Re: [DISCUSS] KIP-535: Allow state stores to serve stale reads during rebalance

Navinder Brar Sat, 19 Oct 2019 04:06:45 -0700

Thanks, Vinoth. Looks like we are on the same page. I will add some of these 
explanations to the KIP as well. Have assigned the KAFKA-6144 to myself and 
KAFKA-8994 is closed(by you). As suggested, we will replace "replica" with 
"standby".


In the new API, "StreamsMetadataState::allMetadataForKey(boolean 
enableReplicaServing, String storeName, K key, Serializer<K> keySerializer)" Do 
we really need a per key configuration? or a new StreamsConfig is good 
enough?>> Coming from experience, when teams are building a platform with Kafka 
Streams and these API's serve data to multiple teams, we can't have a 
generalized config that says as a platform we will support stale reads or not. 
It should be the choice of someone who is calling the API's to choose whether 
they are ok with stale reads or not. Makes sense?
    On Thursday, 17 October, 2019, 11:56:02 pm IST, Vinoth Chandar 
<vchan...@confluent.io> wrote:  
 
 Looks like we are covering ground :)

>>Only if it is within a permissible  range(say 10000) we will serve from
Restoring state of active.
+1 on having a knob like this.. My reasoning is as follows.

Looking at the Streams state as a read-only distributed kv store. With
num_standby = f , we should be able to tolerate f failures and if there is
a f+1' failure, the system should be unavailable.

A) So with num_standby=0, the system should be unavailable even if there is
1 failure and thats my argument for not allowing querying in restoration
state, esp in this case it will be a total rebuild of the state (which IMO
cannot be considered a normal fault free operational state).

B) Even there are standby's, say num_standby=2, if the user decides to shut
down all 3 instances, then only outcome should be unavailability until all
of them come back or state is rebuilt on other nodes in the cluster. In
normal operations, f <= 2 and when a failure does happen we can then either
choose to be C over A and fail IQs until replication is fully caught up or
choose A over C by serving in restoring state as long as lag is minimal. If
even with f=1 say, all the standbys are lagging a lot due to some issue,
then that should be considered a failure since that is different from
normal/expected operational mode. Serving reads with unbounded replication
lag and calling it "available" may not be very usable or even desirable :)
IMHO, since it gives the user no way to reason about the app that is going
to query this store.

So there is definitely a need to distinguish between :  Replication catchup
while being in fault free state vs Restoration of state when we lose more
than f standbys. This knob is a great starting point towards this.

If you agree with some of the explanation above, please feel free to
include it in the KIP as well since this is sort of our design principle
here..

Small nits :

- let's standardize on "standby" instead of "replica", KIP or code,  to be
consistent with rest of Streams code/docs?
- Can we merge KAFKA-8994 into KAFKA-6144 now and close the former?
Eventually need to consolidate KAFKA-6555 as well
- In the new API, "StreamsMetadataState::allMetadataForKey(boolean
enableReplicaServing, String storeName, K key, Serializer<K> keySerializer)" Do
we really need a per key configuration? or a new StreamsConfig is good
enough?

(Extracted data entries)

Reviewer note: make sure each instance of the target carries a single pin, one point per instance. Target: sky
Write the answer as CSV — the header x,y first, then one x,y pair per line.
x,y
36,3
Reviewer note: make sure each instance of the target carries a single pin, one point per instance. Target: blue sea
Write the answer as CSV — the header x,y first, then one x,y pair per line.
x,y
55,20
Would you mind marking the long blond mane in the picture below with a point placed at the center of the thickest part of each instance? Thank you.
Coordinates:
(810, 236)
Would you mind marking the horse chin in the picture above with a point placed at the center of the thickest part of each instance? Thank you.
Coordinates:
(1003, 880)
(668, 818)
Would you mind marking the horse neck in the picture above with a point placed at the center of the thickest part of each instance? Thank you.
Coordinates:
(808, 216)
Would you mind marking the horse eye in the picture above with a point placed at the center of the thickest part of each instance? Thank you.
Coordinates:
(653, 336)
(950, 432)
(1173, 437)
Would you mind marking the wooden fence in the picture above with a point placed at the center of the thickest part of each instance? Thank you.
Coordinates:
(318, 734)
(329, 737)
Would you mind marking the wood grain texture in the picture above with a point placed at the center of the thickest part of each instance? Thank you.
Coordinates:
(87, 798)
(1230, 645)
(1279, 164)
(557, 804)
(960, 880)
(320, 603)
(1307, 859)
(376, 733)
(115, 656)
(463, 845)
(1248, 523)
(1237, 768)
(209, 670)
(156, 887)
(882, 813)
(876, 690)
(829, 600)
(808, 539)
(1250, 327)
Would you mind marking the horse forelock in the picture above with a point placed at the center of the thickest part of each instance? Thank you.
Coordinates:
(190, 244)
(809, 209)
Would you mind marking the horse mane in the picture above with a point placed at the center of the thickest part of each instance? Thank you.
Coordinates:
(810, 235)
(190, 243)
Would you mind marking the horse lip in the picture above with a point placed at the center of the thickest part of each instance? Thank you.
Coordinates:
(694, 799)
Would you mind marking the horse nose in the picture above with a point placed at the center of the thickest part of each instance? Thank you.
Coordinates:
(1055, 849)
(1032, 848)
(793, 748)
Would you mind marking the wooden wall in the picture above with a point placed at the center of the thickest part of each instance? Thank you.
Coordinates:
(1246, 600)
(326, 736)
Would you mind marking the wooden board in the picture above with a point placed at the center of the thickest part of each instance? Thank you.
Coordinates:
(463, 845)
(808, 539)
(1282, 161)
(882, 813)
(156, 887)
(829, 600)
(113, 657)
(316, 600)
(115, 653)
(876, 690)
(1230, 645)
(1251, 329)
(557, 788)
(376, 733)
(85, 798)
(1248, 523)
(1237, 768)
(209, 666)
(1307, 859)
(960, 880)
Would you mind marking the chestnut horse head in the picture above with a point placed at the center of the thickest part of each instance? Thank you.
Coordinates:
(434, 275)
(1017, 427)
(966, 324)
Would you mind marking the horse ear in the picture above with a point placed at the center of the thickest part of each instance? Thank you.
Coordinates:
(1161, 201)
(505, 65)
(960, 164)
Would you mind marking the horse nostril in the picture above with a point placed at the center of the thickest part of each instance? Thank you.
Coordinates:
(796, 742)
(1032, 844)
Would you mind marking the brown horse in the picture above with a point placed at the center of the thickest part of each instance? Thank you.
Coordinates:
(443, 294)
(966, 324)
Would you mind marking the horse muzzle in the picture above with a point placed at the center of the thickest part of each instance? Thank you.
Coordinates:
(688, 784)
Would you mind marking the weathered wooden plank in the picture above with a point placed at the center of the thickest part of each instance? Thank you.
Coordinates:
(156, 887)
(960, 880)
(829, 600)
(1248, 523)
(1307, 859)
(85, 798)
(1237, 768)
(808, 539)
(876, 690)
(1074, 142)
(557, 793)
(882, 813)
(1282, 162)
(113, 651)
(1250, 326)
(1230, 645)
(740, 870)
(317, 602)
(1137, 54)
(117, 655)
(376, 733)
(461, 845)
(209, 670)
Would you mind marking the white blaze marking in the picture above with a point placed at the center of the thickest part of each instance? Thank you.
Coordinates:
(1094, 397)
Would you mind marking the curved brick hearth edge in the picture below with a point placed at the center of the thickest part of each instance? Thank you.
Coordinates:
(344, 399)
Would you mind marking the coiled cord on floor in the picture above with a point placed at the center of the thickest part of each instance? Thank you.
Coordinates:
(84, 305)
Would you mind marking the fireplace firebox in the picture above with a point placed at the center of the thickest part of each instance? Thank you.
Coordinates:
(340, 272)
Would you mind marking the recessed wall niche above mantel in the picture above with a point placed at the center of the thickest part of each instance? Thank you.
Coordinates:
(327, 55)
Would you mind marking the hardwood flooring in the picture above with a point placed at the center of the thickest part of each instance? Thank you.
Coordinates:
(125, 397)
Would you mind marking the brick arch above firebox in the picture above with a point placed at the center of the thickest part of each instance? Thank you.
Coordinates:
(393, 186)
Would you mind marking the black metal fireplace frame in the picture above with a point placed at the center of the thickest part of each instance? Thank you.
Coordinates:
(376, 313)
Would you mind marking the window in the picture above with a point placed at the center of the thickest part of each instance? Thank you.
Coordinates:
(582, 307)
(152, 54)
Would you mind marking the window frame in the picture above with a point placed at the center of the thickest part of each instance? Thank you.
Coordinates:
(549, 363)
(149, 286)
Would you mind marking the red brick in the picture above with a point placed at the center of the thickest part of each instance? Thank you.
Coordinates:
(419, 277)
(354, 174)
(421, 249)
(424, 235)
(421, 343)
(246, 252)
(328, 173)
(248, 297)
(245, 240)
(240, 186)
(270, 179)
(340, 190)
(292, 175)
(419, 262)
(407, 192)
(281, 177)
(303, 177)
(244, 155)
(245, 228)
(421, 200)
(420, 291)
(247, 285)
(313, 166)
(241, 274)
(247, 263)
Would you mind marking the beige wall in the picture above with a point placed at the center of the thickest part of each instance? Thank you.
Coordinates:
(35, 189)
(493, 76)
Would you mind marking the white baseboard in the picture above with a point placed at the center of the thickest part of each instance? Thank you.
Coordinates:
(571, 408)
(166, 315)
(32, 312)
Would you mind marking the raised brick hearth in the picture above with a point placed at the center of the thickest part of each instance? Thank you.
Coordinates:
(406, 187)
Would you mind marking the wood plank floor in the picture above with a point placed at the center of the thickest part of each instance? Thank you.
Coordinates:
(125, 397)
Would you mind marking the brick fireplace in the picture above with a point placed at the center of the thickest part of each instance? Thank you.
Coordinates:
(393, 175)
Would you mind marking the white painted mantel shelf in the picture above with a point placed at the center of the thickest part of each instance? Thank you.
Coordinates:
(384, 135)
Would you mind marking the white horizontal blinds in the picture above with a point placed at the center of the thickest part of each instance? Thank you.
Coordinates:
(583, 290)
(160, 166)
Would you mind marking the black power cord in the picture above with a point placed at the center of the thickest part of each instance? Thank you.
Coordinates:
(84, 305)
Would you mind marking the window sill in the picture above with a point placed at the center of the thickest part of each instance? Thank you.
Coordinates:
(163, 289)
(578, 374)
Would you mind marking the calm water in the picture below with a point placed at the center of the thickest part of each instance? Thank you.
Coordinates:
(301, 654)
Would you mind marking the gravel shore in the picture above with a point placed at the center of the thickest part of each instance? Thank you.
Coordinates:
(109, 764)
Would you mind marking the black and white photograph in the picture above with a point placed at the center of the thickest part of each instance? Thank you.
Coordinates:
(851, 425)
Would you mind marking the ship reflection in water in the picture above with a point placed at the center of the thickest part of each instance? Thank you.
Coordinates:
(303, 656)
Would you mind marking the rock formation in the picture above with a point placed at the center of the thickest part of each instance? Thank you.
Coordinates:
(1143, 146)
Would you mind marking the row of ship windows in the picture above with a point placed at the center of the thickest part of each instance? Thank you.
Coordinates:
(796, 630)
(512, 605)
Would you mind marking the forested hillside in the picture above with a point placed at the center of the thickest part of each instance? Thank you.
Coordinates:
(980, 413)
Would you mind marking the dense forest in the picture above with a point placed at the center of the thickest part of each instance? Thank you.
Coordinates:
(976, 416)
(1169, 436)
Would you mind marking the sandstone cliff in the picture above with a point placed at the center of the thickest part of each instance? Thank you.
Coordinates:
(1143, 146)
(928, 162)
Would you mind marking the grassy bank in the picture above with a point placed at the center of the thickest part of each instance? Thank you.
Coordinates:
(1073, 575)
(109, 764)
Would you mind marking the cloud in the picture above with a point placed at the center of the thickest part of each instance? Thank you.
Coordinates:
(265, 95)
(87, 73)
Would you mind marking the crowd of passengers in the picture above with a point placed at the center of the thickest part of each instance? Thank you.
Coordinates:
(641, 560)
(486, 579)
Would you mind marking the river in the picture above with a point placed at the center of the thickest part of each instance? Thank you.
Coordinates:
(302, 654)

(AIM):
In the KIP-535 discussion thread, which word is going to replace "replica"?

(RESPONSE):
"Standby"